WORK ORDER:
According to the passage about the Turbinenhalle, in what year was the building reopened as a disco?

PASSAGE:
Cultural venue in Oberhausen, Germany

The Turbinenhalle is a music and cultural venue on Mülheimerstraße in Oberhausen, North Rhine-Westphalia, Germany.

The complex opened in 1909 to generate power to the Gutehoffnungshütte coal and steel engineering company which was based in Oberhausen until 1986.

After a number of years derelict, the building was reopened as a disco in 1993 and has since evolved into one of the largest venues in the surrounding area. The complex consists of numerous rooms of varying sizes. The largest room is Turbinenhalle 1 with a capacity of approximately 3,500 - followed by Turbinenhalle 2 which fits approximately 1,800. There are also three nightclubs on site - T-Club, Steffy and COSMO.

The Turbinenhalle is situated on the Duisburg–Dortmund railway and is a stop on the Ruhrpott Industrial Heritage Trail.

Referring expression data:
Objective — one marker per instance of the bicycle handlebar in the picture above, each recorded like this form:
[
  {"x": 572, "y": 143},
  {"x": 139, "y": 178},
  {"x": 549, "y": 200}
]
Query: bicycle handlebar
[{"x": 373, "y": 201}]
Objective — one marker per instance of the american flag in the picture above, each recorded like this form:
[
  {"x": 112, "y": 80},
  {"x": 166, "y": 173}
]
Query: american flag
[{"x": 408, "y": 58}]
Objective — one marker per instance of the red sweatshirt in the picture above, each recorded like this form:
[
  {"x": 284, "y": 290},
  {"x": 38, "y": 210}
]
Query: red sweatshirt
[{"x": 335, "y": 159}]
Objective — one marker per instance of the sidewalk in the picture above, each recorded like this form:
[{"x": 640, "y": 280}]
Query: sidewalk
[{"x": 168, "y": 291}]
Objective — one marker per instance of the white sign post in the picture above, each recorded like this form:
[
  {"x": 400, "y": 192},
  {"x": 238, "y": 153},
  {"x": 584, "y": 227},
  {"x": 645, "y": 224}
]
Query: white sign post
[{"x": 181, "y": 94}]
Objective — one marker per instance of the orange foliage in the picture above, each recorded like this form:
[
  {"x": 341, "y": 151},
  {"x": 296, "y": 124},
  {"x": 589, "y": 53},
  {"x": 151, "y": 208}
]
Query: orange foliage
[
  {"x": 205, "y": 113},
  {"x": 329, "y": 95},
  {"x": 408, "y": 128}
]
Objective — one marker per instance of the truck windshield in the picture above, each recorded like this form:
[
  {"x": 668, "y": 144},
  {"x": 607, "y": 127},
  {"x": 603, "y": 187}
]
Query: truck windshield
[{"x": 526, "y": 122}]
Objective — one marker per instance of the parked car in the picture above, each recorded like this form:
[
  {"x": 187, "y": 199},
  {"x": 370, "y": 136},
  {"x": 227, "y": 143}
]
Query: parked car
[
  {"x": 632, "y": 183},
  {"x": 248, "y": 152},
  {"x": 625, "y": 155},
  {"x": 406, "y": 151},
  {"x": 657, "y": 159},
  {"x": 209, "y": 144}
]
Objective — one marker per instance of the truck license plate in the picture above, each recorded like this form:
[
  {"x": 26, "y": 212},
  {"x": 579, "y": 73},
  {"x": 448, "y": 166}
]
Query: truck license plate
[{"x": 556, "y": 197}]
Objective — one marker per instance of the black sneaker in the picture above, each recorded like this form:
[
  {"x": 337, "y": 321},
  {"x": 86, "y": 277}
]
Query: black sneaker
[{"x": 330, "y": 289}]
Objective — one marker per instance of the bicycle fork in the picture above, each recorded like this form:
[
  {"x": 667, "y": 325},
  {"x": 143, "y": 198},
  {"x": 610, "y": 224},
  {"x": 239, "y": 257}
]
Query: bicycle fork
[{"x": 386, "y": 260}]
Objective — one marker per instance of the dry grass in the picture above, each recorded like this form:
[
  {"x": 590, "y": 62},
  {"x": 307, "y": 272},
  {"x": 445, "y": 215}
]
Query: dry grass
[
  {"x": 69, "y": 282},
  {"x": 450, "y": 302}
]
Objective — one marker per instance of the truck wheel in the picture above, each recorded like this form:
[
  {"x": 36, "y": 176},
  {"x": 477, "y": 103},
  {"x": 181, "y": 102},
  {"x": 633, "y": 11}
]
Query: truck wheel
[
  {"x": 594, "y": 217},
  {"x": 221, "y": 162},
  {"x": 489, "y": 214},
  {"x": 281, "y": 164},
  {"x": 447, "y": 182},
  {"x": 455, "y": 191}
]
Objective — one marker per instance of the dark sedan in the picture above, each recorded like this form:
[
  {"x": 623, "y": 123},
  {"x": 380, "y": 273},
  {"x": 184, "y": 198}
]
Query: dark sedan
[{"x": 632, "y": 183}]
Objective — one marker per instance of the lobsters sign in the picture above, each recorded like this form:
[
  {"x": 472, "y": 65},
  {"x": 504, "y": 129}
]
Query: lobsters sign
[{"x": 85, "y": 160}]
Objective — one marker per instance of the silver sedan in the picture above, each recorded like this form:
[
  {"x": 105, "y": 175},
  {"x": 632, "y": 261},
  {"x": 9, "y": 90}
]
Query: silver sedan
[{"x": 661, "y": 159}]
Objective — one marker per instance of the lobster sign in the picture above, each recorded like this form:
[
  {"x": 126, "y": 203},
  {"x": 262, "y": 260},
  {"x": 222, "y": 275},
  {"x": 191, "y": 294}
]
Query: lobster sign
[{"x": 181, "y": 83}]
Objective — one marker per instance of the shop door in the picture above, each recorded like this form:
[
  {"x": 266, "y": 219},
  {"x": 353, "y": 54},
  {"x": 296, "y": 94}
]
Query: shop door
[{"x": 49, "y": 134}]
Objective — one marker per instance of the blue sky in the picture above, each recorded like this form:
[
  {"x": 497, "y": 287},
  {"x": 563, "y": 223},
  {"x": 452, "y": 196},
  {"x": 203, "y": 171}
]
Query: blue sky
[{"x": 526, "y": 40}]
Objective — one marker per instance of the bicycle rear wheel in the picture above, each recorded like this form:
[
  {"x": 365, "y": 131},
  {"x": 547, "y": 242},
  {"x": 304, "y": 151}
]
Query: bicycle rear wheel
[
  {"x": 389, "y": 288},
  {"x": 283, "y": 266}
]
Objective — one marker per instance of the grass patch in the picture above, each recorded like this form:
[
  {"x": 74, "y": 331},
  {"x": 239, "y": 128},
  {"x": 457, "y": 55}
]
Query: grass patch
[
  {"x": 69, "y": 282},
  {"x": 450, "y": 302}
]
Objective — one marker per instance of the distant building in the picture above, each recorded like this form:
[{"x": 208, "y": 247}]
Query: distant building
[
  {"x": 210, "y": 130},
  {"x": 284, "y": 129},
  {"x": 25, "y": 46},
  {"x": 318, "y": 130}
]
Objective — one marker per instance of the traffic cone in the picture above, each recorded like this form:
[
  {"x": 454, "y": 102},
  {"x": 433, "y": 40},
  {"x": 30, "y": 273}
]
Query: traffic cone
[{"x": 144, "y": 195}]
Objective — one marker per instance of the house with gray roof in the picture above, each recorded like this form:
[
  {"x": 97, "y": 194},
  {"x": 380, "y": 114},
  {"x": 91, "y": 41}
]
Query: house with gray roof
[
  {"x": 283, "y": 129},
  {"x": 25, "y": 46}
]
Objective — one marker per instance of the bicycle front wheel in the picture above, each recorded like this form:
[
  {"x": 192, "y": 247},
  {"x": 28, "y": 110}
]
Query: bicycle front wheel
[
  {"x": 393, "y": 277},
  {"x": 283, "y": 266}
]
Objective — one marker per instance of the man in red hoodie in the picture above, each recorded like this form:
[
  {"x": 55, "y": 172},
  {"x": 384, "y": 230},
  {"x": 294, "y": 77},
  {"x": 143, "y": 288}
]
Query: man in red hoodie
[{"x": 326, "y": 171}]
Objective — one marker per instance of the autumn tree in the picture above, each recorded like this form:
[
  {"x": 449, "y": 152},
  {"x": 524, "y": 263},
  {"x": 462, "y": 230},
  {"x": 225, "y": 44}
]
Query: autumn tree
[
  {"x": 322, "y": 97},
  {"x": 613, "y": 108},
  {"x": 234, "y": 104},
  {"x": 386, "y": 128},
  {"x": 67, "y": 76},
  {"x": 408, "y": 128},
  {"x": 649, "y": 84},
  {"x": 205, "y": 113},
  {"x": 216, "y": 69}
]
* * *
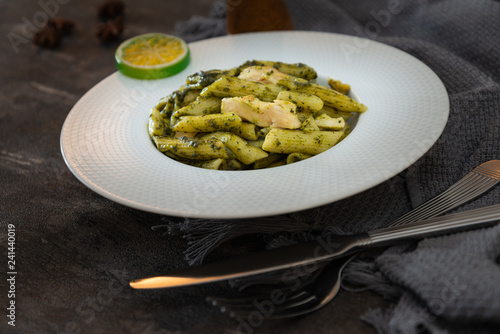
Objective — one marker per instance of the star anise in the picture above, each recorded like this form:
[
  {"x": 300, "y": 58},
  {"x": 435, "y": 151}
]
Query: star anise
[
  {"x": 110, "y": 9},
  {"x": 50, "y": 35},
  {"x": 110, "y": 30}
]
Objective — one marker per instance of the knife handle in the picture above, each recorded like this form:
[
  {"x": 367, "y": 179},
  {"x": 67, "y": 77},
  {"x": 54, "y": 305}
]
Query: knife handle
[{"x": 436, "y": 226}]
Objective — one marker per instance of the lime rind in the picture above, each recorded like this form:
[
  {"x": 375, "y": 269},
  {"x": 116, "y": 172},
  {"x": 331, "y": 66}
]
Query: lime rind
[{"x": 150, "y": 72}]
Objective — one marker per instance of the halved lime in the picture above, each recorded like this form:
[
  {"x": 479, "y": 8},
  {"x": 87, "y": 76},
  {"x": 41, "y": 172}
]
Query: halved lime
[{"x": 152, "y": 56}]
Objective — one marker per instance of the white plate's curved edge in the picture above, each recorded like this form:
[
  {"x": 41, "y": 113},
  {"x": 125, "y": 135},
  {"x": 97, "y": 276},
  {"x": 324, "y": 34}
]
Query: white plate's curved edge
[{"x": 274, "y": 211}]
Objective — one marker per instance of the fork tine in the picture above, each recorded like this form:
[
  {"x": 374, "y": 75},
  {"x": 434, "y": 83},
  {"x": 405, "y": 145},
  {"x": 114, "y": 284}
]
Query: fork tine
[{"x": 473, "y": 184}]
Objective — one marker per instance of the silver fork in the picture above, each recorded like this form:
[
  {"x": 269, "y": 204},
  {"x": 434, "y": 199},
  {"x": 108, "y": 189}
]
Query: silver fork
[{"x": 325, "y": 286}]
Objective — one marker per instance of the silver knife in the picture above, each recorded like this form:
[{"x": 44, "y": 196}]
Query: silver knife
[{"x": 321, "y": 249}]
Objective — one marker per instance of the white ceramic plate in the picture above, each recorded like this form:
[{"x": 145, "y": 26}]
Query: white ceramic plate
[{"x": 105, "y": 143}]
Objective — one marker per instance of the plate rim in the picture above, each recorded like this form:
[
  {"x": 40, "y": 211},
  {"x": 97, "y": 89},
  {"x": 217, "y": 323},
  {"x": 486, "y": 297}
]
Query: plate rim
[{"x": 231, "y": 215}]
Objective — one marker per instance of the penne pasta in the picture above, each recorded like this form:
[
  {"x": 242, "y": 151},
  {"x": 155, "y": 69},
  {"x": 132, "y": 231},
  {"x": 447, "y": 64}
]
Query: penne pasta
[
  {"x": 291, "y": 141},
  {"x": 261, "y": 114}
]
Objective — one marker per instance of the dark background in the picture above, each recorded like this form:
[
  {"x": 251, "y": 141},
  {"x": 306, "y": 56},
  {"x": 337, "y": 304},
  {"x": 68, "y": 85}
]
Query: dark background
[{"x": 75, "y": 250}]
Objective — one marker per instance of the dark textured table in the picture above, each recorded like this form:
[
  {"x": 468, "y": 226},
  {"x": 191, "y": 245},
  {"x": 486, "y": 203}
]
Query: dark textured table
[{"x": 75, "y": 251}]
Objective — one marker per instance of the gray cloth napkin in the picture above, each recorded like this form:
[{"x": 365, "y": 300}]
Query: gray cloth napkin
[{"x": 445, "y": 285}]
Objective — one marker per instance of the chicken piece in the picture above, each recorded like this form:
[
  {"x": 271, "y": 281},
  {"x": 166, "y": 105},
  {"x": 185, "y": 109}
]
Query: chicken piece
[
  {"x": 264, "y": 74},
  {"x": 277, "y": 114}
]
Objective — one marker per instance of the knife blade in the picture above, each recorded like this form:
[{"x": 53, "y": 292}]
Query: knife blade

RESULT BELOW:
1993